>> BEGIN Material provided

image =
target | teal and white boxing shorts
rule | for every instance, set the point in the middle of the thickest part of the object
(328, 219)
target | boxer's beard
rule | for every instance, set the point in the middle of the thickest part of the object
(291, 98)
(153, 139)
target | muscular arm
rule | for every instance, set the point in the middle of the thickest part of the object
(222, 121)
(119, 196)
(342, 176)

>> END Material provided
>> BEGIN Material provided

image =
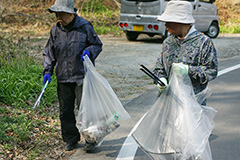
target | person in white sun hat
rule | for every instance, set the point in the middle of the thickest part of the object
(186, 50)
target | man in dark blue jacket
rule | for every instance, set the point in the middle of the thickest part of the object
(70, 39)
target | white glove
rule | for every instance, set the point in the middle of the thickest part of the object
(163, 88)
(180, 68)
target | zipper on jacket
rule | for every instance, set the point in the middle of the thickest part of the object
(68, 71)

>> END Material provided
>> BEGIN Material provided

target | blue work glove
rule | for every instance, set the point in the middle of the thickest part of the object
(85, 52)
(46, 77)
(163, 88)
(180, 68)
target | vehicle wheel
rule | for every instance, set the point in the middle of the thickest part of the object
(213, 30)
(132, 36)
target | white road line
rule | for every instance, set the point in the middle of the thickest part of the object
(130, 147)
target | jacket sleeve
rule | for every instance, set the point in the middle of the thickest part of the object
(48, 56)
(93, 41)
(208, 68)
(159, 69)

>> END Material provided

* Given request
Extract every line of the listing above that contains the word "white". Matching is case-sensitive.

* Written response
target | teal and white boxing shorts
target | person in white sun hat
target | white glove
target | white road line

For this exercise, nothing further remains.